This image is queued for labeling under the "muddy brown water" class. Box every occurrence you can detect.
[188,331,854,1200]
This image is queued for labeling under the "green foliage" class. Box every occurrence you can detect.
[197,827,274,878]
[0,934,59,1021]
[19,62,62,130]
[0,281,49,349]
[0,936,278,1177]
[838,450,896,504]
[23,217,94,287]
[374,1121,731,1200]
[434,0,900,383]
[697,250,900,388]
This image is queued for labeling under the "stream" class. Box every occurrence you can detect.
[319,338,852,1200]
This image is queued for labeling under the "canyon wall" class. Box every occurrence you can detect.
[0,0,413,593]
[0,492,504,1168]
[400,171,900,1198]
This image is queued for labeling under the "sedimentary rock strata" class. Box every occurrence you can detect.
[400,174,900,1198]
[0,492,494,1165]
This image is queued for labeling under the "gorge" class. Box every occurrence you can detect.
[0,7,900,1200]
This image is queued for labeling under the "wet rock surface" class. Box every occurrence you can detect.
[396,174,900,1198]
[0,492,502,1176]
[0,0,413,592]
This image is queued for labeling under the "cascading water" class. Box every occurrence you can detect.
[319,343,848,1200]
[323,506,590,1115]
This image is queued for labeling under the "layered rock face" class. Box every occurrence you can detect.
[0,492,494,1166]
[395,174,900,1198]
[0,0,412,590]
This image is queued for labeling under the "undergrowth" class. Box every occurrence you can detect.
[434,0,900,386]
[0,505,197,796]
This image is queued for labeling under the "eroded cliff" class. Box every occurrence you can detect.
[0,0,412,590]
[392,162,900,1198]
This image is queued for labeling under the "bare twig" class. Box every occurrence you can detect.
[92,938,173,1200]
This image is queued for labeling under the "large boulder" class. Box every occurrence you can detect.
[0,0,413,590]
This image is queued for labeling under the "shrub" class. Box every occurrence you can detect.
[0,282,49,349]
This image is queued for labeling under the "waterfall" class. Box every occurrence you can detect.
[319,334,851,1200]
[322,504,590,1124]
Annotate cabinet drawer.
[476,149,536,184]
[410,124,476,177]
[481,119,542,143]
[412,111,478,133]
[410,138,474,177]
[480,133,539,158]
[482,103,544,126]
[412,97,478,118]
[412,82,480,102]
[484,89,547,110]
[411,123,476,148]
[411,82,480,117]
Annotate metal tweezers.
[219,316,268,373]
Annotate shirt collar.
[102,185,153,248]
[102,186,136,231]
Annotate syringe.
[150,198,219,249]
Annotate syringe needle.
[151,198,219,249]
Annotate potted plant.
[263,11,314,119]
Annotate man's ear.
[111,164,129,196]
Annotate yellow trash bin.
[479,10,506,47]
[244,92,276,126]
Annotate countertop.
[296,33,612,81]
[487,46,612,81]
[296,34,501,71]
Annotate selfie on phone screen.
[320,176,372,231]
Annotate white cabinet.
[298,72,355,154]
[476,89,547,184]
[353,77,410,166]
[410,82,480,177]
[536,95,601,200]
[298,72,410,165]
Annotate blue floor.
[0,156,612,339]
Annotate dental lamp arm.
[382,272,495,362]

__Task brief__: Please print all the lines above again, word for word and in the same order.

__Right answer__:
This image is queued for labeling under the "muddy brown water" class. Box every occurrence you can detect.
[188,331,854,1200]
This image is queued for labeling under the "green foliage" class. Box every occurrence you can detect.
[197,827,274,878]
[0,934,59,1021]
[19,62,62,130]
[0,281,49,349]
[0,936,278,1177]
[838,450,896,504]
[23,217,94,287]
[374,1121,731,1200]
[434,0,900,383]
[697,250,900,388]
This image is queued for labeling under the "stream" class. Box every occurrence you can detect.
[319,338,852,1200]
This image is queued for labeling under the "canyon wall" class. Box every occurrence you can detect.
[0,0,413,593]
[0,492,504,1168]
[400,171,900,1198]
This image is queued for labeling under the "sedimentary rock strata" class. Box every occurrence you can detect.
[400,174,900,1198]
[0,492,494,1165]
This image is queued for labeling under the "gorge" class. Box every occurrence you can detect.
[0,7,900,1200]
This image is queued for labeling under the "wet rock surface" class. Box every occurrence you can detect.
[396,174,900,1198]
[0,492,502,1176]
[0,0,413,592]
This image is queued for labeling under the "cascading water" class. Box every occurrence you can detect.
[319,343,848,1200]
[323,506,590,1115]
This image is queued for labeling under the "layered rock face" class. Box every occurrence you can detect.
[0,492,494,1166]
[395,174,900,1198]
[0,0,412,590]
This image is queued for labeling under the "undergrowth" class. Box every occurrence you can detect.
[434,0,900,386]
[0,505,197,796]
This image is queued for labeling under the "eroded cliff" class. Box every occurrence you can detect.
[0,0,412,590]
[392,162,900,1198]
This image is queued for labeling under the "bare twig" class. Box every occurrence you can detect.
[92,938,173,1200]
This image is queued for labeling under the "large boulder" class. Box every occurrence you can detect.
[0,0,413,590]
This image is queued for labeling under the "shrub" class. Box every occurrence you can detect.
[0,282,49,349]
This image is queued for labeling under the "waterfall" class. Box every occurrence you can detect.
[319,334,851,1200]
[322,504,590,1124]
Annotate cabinet drawer.
[476,149,536,184]
[410,124,476,177]
[481,119,542,143]
[412,111,478,133]
[410,138,474,177]
[480,133,539,158]
[482,103,544,126]
[412,97,478,118]
[412,82,480,102]
[484,89,547,110]
[411,123,476,148]
[411,82,480,117]
Annotate metal tweezers.
[219,316,268,373]
Annotate shirt collar.
[102,185,153,248]
[102,186,136,231]
Annotate syringe.
[150,198,219,249]
Annotate syringe needle.
[151,198,219,249]
Annotate potted plant.
[263,11,314,119]
Annotate man's ear.
[111,164,129,196]
Annotate yellow trash bin.
[479,10,506,47]
[244,92,276,126]
Annotate countertop.
[296,33,612,81]
[487,46,612,81]
[296,34,501,71]
Annotate selfie on phone screen.
[320,176,372,231]
Annotate white cabinet.
[298,72,355,154]
[476,89,547,184]
[353,77,410,166]
[410,82,480,177]
[536,95,601,200]
[298,72,410,165]
Annotate blue floor.
[0,156,612,339]
Annotate dental lamp arm.
[382,272,495,362]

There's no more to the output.